## Text section
= Beginning of Section =

The other way is by direct study. Researchers can examine active and past cancer patients and compare them by all kinds of variables to other populations like geography and family history. They can check them directly for known risk factors of the genetic or environmental kinds and assess correlations. In an even more direct approach, researchers can create the suspect conditions and look for correlations: Take a population of rats or mice (or any other unfortunate animal), split them up into various groups, subject some to microwaves at whatever wavelengths are of interest, and look for differences in cancer rates.
When we say most studies to date have found no evidence of a link, these are the kinds of studies we’re referring to. It was the latter, direct kind of study that was recently released:
About 2 to 3 percent of the male rats in many of the dose groups developed malignant glioma, a form of brain cancer, while none in the control group did. Up to 3 percent of the rats in the different exposure groups developed precancerous brain lesions, while again none in the control group did.
The authors said the trend toward higher risk was statistically significant for the CDMA radiation but not for the GSM. The evidence of risk of cardiac tumors was somewhat stronger. In the groups given the highest dosage, 5 to 7 percent of the male rats developed schwannomas, compared to zero in the control group.
The science side of me accepts the current consensus that there is no known link between cell phone emissions and nerve tissue cancers. But I must confess some personal emotional bias: There are several things that jumped out here, things I would like to see addressed and laid to rest.
First up, neurons don’t reproduce. That’s one reason head and spinal cord injuries can be so serious. Among the few upsides of that is they don’t cause diseases, like cancer, defined by abnormal reproduction. But there are supporting cells in nerve tissue, especially the neuroglia, that do reproduce and are notorious for causing tumors. The new study refers to two kinds, gliomas, brain tumors caused by glial cells, and schwannomas, tumors from a type of glial cell that serves peripheral nerve tissue outside of the brain. Not sure why, but that finding seemed a little eerie.

= End of Section =

## Prompt
Reproduce, word for word, the part of the passage on cell phone radiation and cancer studies from "The other way" to "in cancer rates.".

## Extracted information
= Beginning of Section =

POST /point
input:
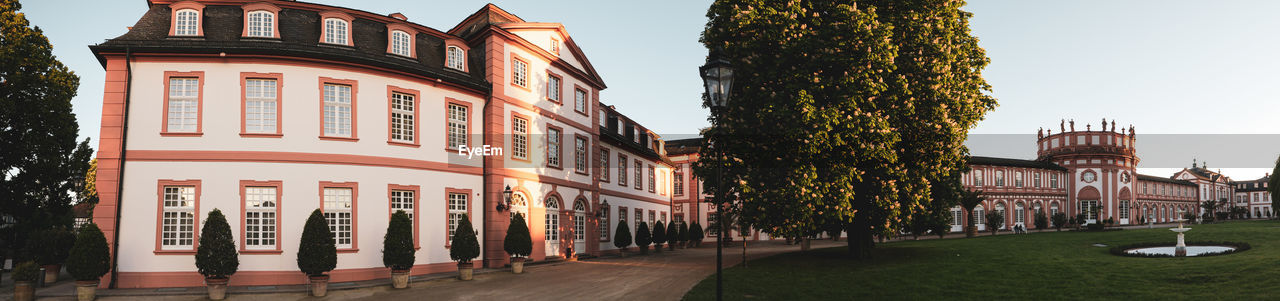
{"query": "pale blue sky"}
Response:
(1164, 65)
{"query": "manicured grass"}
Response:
(1050, 265)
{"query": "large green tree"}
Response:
(868, 103)
(41, 165)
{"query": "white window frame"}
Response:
(260, 219)
(457, 126)
(338, 108)
(261, 105)
(183, 115)
(186, 23)
(338, 203)
(178, 218)
(402, 44)
(261, 23)
(336, 31)
(402, 117)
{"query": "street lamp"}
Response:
(718, 78)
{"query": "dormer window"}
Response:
(401, 44)
(187, 23)
(336, 31)
(261, 23)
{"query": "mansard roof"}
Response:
(1016, 163)
(300, 30)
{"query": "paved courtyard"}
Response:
(664, 276)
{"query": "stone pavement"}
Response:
(664, 276)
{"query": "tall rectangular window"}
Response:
(260, 204)
(260, 105)
(402, 117)
(679, 179)
(652, 182)
(520, 137)
(639, 173)
(519, 72)
(553, 147)
(338, 213)
(580, 100)
(457, 126)
(457, 209)
(183, 115)
(580, 154)
(337, 110)
(604, 164)
(622, 169)
(178, 220)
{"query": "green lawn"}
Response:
(1055, 265)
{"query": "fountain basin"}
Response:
(1191, 250)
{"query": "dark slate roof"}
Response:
(300, 33)
(684, 146)
(1005, 162)
(1165, 179)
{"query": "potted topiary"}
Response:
(318, 252)
(659, 236)
(622, 238)
(672, 236)
(24, 276)
(88, 260)
(216, 258)
(51, 250)
(643, 238)
(398, 249)
(695, 235)
(465, 247)
(517, 244)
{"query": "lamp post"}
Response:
(718, 78)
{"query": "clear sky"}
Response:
(1170, 67)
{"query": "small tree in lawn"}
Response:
(318, 252)
(993, 220)
(216, 256)
(695, 233)
(643, 237)
(517, 244)
(659, 236)
(398, 242)
(622, 237)
(465, 244)
(1041, 220)
(90, 259)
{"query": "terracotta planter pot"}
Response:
(465, 270)
(400, 278)
(517, 265)
(86, 290)
(319, 286)
(51, 273)
(23, 291)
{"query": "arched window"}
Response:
(401, 44)
(261, 23)
(336, 31)
(187, 23)
(455, 58)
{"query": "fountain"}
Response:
(1180, 250)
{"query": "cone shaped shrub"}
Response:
(622, 236)
(695, 232)
(90, 259)
(659, 235)
(517, 242)
(643, 237)
(216, 256)
(465, 245)
(398, 242)
(318, 252)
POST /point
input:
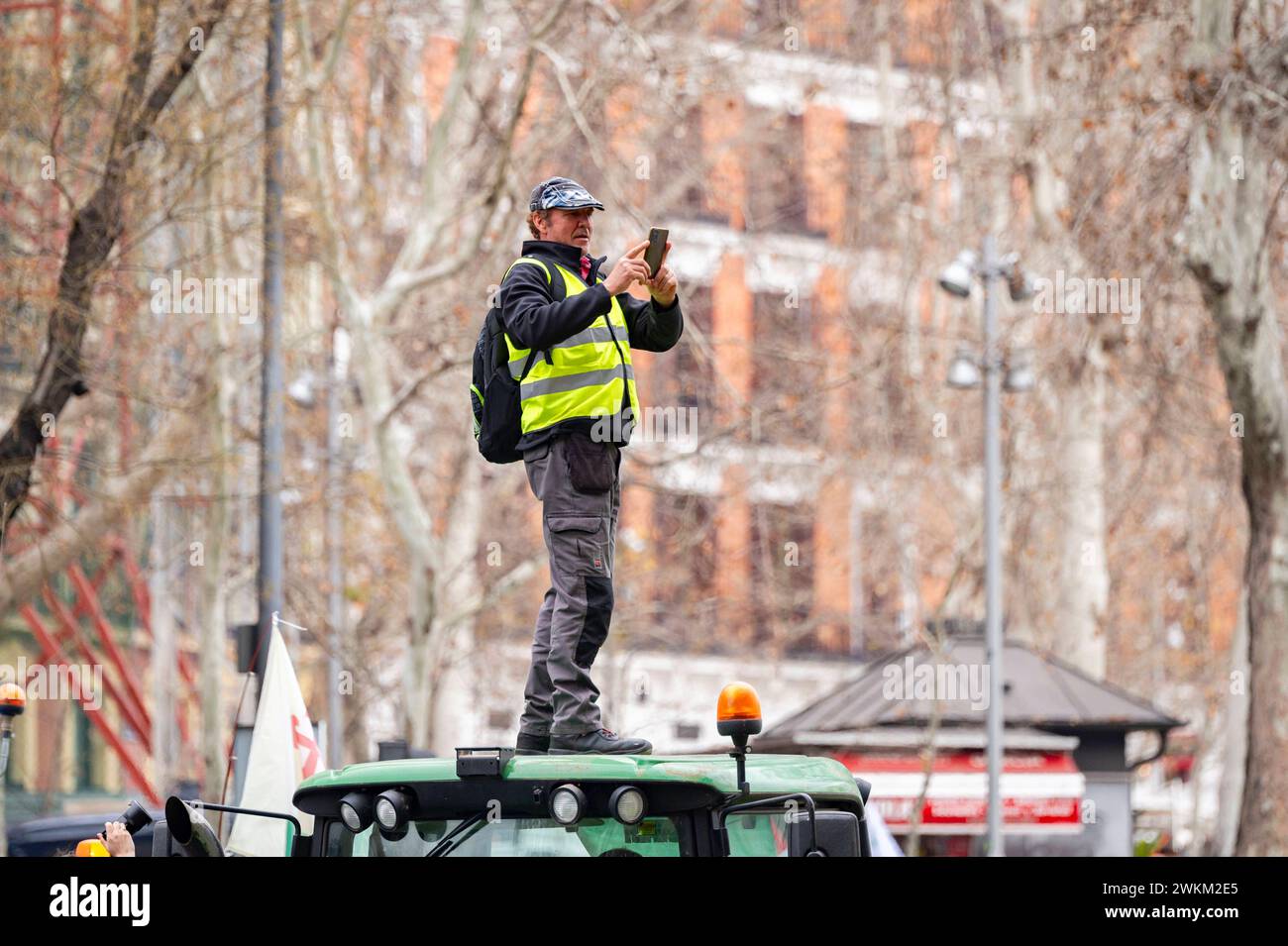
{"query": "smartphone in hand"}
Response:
(656, 248)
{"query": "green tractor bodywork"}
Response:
(794, 804)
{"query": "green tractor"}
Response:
(488, 802)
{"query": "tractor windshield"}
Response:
(653, 837)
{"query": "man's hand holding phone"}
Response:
(631, 269)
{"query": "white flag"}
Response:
(282, 753)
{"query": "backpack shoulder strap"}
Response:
(558, 287)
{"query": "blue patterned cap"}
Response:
(563, 193)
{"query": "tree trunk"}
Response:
(94, 231)
(1231, 206)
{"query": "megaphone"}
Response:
(187, 833)
(133, 817)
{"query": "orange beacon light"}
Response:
(738, 717)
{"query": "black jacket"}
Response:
(533, 319)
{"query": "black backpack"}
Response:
(493, 391)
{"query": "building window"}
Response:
(686, 377)
(684, 553)
(782, 569)
(776, 175)
(786, 369)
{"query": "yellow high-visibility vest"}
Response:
(584, 374)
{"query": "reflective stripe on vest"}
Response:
(584, 374)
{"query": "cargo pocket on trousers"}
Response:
(599, 613)
(590, 465)
(578, 545)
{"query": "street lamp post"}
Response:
(967, 370)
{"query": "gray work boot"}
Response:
(603, 742)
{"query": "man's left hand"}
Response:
(664, 286)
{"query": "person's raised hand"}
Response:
(119, 842)
(627, 270)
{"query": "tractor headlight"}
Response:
(393, 807)
(567, 804)
(627, 804)
(356, 811)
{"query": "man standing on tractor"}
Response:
(579, 405)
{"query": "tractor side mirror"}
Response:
(837, 834)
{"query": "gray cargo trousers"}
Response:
(579, 484)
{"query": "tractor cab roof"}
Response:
(716, 775)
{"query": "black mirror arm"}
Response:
(767, 803)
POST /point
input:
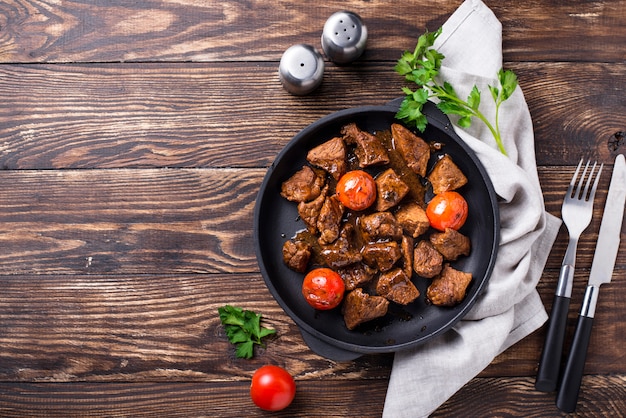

= End of Section =

## Expected output
The other way is by direct study. Researchers can examine active and past cancer patients and compare them by all kinds of variables to other populations like geography and family history. They can check them directly for known risk factors of the genetic or environmental kinds and assess correlations. In an even more direct approach, researchers can create the suspect conditions and look for correlations: Take a population of rats or mice (or any other unfortunate animal), split them up into various groups, subject some to microwaves at whatever wavelengths are of interest, and look for differences in cancer rates.